**Activity**
Repeat the entries exactly but omit the pictures.

**Material shown**
━━━━━━━━━━━━━━━━

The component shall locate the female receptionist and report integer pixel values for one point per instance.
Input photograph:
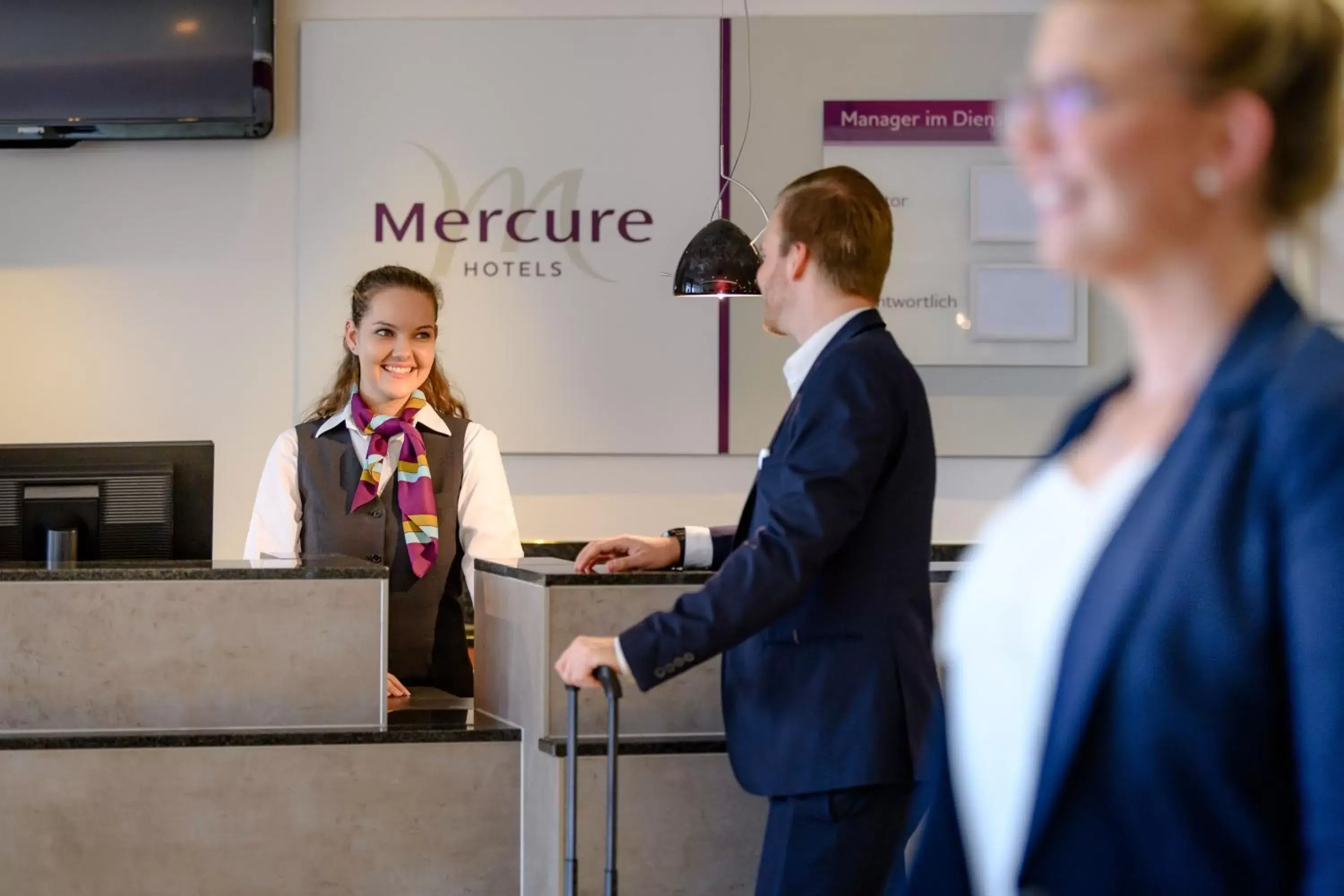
(389, 469)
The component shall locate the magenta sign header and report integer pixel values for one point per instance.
(909, 121)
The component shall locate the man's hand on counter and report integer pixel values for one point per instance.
(585, 655)
(629, 552)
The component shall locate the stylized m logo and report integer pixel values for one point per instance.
(519, 222)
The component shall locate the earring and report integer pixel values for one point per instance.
(1209, 182)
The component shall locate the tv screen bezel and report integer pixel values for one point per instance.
(14, 135)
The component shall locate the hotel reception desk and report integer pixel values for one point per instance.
(222, 728)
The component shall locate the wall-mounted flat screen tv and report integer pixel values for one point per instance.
(135, 70)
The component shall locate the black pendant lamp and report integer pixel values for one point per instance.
(719, 261)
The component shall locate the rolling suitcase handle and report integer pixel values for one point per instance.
(612, 685)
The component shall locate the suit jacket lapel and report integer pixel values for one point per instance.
(1139, 548)
(858, 324)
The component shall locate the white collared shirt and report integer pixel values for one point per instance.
(486, 521)
(1002, 638)
(699, 546)
(800, 363)
(699, 542)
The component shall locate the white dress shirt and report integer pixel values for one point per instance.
(1000, 640)
(699, 542)
(486, 521)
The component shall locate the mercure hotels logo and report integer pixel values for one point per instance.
(551, 217)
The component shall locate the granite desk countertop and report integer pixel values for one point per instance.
(639, 745)
(553, 571)
(323, 567)
(426, 716)
(947, 552)
(557, 571)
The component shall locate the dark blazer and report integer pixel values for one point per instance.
(822, 595)
(1197, 741)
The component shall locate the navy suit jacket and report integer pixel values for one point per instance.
(822, 595)
(1197, 741)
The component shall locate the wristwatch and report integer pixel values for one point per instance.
(679, 534)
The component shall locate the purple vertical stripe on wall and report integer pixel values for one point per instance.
(725, 190)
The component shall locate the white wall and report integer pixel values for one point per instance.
(148, 293)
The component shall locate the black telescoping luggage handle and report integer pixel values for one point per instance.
(612, 685)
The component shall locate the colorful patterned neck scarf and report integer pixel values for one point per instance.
(414, 487)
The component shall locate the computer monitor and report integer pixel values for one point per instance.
(128, 501)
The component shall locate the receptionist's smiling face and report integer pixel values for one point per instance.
(394, 343)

━━━━━━━━━━━━━━━━

**Response to the task**
The component shall locate the female receptionist and report integer pixel values for one point per instance.
Input photograph:
(389, 469)
The component shall locate the magenta sign header and report integer pixel values for one point per instance.
(909, 121)
The component shall locate the man's hand on counter and report integer pixel values for one point per instance.
(585, 655)
(629, 552)
The component shall locate the stylized m logo and report integer pixel values for one point per instance.
(519, 222)
The component shall locate the earring and report integer pixel values for one point per instance.
(1209, 182)
The component shall locate the tv screen bezel and report integer pixel values for one point per instance.
(14, 135)
The component shall locate the hotel reception desk and report integer pixel values for one point per instance.
(222, 728)
The component shall locate the wall-mounted flat screen tv and report integer pixel values for one point per instance.
(135, 70)
The component shall locate the black pendant lamp and report integer pixel values for one point per instance.
(719, 261)
The component shall locate the rolling suitcase handle and report integer pixel values for one point per instance.
(612, 685)
The component shall locate the suit jacket lapel and report integer pixel values for one point per instance.
(1139, 548)
(858, 324)
The component shall locate the white collared shirt and report integer pixel values for one point per instance.
(486, 521)
(1002, 638)
(699, 546)
(800, 363)
(699, 542)
The component shall locate the white dress shirt and report integer pixel values for one point per instance.
(1000, 640)
(699, 542)
(486, 521)
The component shall locate the mercure hotels logo and report integer pixel values for one point per instance.
(551, 217)
The component shall locate the granite desk countertop and report integer pixel values for one point per instance.
(639, 745)
(553, 571)
(323, 567)
(426, 716)
(947, 552)
(557, 571)
The component shall locate the dark blazer and report integer pixel values for one point per instance.
(822, 595)
(1197, 741)
The component shall locate the navy suit jacket and report integer pixel values for one point per instance.
(822, 595)
(1197, 741)
The component shall locate the wristwatch and report integer pixel values for one point per instance.
(679, 534)
The component shall locate the purple vertical stripe on wall and report integer pixel values for one point per instance.
(725, 190)
The component shall locate the white wall and report integer pixel values for one point per instance.
(148, 293)
The component shall locate the black telescoping luggage handle and report integer pixel values for one point per instance.
(612, 685)
The component shall locate the colorful patterned neck scarf and report integer pixel values for one point per instance.
(414, 487)
The component shall locate the computer monitor and report integer pixel values for one point per instance.
(128, 501)
The component shall locate the receptionist's smiling face and report integer pixel values for one point per instance.
(394, 343)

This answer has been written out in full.